▸ Schriftliche Aufgabe 1:
Beantworte die Fragen zum Auszug:
(a) In welcher Stadt sitzt der Wilhelm Goldmann Verlag?
(b) In welchem Monat und Jahr gab Lagerfeld das Interview mit dem »Luxury Channel«?
(c) Woran glaubte Kaiser Wilhelm II. laut dem Zitat?

Copyright © 2011 by Wilhelm Goldmann Verlag, München,
in der Verlagsgruppe Random House GmbH,
Neumarkter Str. 28, 81673 München.

Satz: Uhl+Massopust, Aalen

ISBN 978-3-641-06211-8
V002

www.goldmann-verlag.de

Für meine Kinder, für Marie, Mauritz und Leonard, denen ich vor allem eines wünsche: das Glück, eine Zukunft zu haben. Aber eigentlich sollte das kein Glück sein, sondern ein Recht.

Facebook?

»Ich bekam eines als Geschenk, aus Weißgold.«

Karl Lagerfeld, vermutlich um die 80, Modeschöpfer

Nach dem Phänomen »Facebook« befragt, sagte Lagerfeld im November 2010 in einem Interview mit dem »Luxury Channel«, dass er dieses Ding, dieses Facebook, als makelloses Produkt sehr schätze, besonders jenes aus Weißgold, das man ihm geschenkt habe. Vermutlich verwechselte Lagerfeld das Netzwerk Facebook mit einem iPod, einem Smartphone oder etwas Ähnlichem. Das Internet hält der Modeschöpfer für eine »Welle, die bald verschwinden wird«. Denn: »Vom Walkman spricht auch niemand mehr.«

Auto?

»Ich glaube an das Pferd. Das Automobil ist nur eine vorübergehende Erscheinung.«

Kaiser Wilhelm II. (1859–1941)

▸ Schriftliche Aufgabe 2: Schreib die Einträge vom Anfang bis einschließlich der Zeile mit „A sample of“ unverändert ab.

▸ Gespeicherte Einträge:
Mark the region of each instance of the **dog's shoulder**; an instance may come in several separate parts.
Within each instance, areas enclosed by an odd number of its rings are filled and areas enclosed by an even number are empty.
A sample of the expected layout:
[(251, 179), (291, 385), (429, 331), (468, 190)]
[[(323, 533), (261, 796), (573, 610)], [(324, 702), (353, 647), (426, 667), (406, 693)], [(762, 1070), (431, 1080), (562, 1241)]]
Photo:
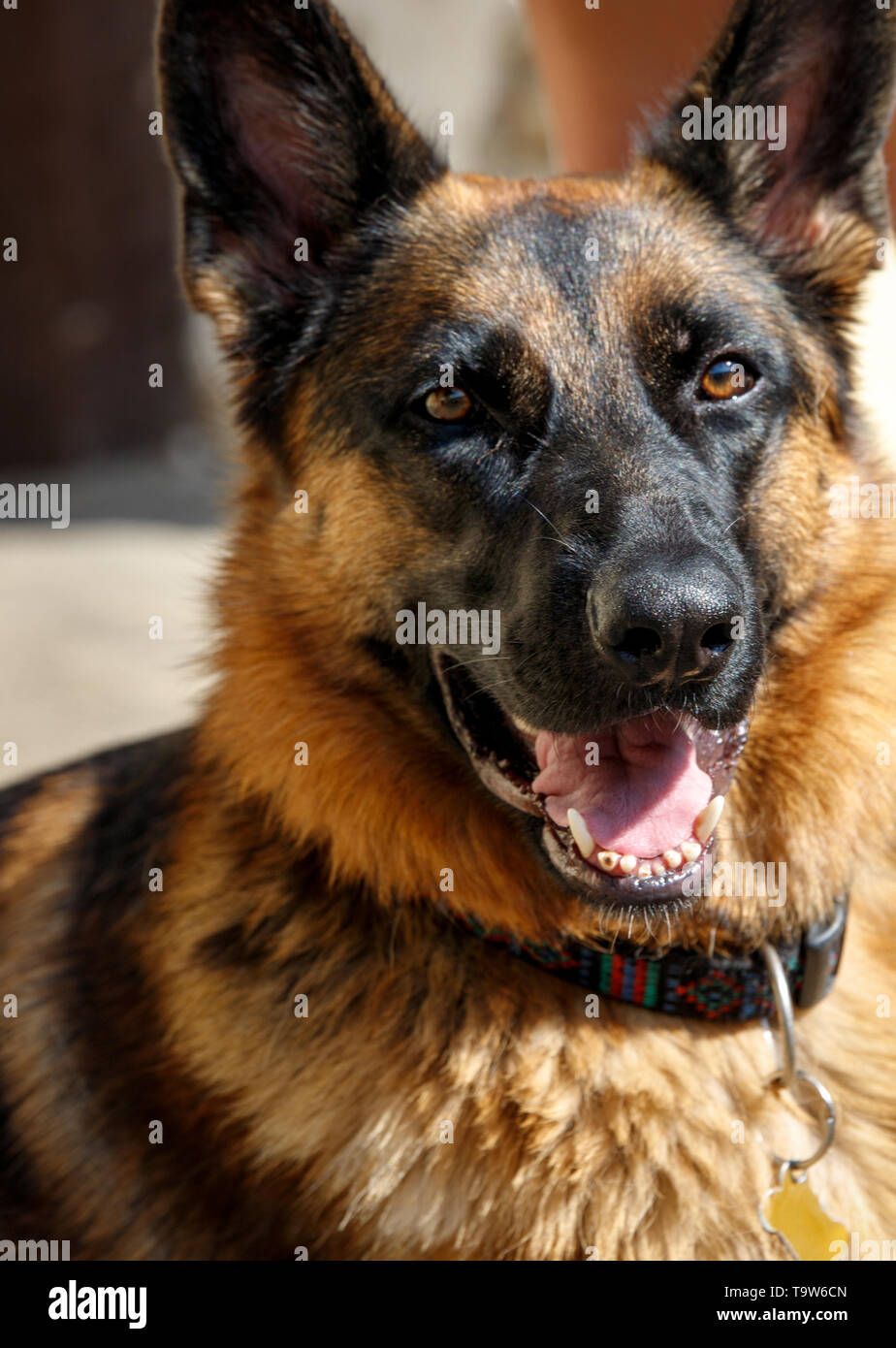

▸ Lösung 1:
(a) In München.
(b) Im November 2010.
(c) An das Pferd.

▸ Lösung 2:
Mark the region of each instance of the **dog's shoulder**; an instance may come in several separate parts.
Within each instance, areas enclosed by an odd number of its rings are filled and areas enclosed by an even number are empty.
A sample of the expected layout:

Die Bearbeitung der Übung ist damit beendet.